▶ _TEXTO MOSTRADO_:
DECIMOSÉPTIMO DÍA —17 de septiembre.
San Miguel, refugio y
garante de los pecadores.
El pecado,
dice San Juan Crisóstomo, puede
definirse con esta palabra, acertada en todos los aspectos, pero verdaderamente
aterradora: es el abandono de nuestra voluntad al demonio, nuestro enemigo
jurado, es la completa degradación del hombre, es la más dura esclavitud que se
pueda imaginar. “Pecadores -añade
el profeta Amós- ¿pensáis
en esto? Os
alegráis de la nada, porque el pecado es la negación del Ser, es decir, la
negación absoluta de Dios.” Según San Agustín, el pecado es la lepra más horrible, contagiosa e
incurable que puede existir. El primer padre del pecado, continúa el mismo Doctor, es Lucifer en el Cielo, la serpiente en el Paraíso
Terrenal, Satanás en el mundo que habitamos. San Ireneo dice: “El hombre, por la mancha original, es
arrastrado hacia el abismo, y por la corrupción de su corazón, consecuencia
desgraciada de su degradación espiritual y moral, está sometido a los instintos
de su naturaleza y es seducido por la triple concupiscencia”.

(Entradas de anotación de coordenadas)
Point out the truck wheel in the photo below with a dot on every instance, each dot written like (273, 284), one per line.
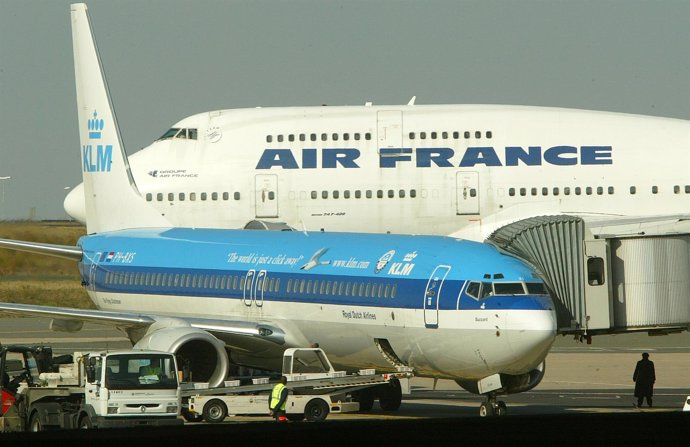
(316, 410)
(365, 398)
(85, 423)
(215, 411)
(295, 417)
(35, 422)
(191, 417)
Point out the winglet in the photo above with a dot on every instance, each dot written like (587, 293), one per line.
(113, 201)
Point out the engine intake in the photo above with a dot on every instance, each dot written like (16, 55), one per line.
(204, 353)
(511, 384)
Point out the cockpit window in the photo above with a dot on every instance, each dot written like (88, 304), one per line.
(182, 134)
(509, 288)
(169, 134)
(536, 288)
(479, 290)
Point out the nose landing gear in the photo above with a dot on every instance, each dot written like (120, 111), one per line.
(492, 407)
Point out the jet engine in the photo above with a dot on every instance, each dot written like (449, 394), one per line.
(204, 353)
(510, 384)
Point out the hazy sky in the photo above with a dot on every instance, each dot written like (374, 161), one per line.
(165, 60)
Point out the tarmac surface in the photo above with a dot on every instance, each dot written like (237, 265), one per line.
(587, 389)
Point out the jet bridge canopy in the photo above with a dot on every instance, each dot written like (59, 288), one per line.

▶ _EJERCICIO PROPUESTO A_: Traduce al inglés esta oración del texto sobre San Miguel: "Según San Agustín, el pecado es la lepra más horrible, contagiosa e incurable que puede existir."
▶ _EJERCICIO PROPUESTO B_: Convierte en una lista JSON de cadenas, una por línea y sin incluir líneas en blanco, solo las líneas de los registros que empiezan en la que contiene "Point out the engine" y llegan hasta el final de los registros, ambos extremos incluidos.

▶ _RESPUESTA CORRECTA A_: According to Saint Augustine, sin is the most horrible, contagious, and incurable leprosy that can exist.

▶ _RESPUESTA CORRECTA B_:
[
  "Point out the engine intake in the photo above with a dot on every instance, each dot written like (16, 55), one per line.",
  "(204, 353)",
  "(511, 384)",
  "Point out the cockpit window in the photo above with a dot on every instance, each dot written like (88, 304), one per line.",
  "(182, 134)",
  "(509, 288)",
  "(169, 134)",
  "(536, 288)",
  "(479, 290)",
  "Point out the nose landing gear in the photo above with a dot on every instance, each dot written like (120, 111), one per line.",
  "(492, 407)",
  "Point out the jet engine in the photo above with a dot on every instance, each dot written like (449, 394), one per line.",
  "(204, 353)",
  "(510, 384)",
  "Point out the hazy sky in the photo above with a dot on every instance, each dot written like (374, 161), one per line.",
  "(165, 60)",
  "Point out the tarmac surface in the photo above with a dot on every instance, each dot written like (237, 265), one per line.",
  "(587, 389)",
  "Point out the jet bridge canopy in the photo above with a dot on every instance, each dot written like (59, 288), one per line."
]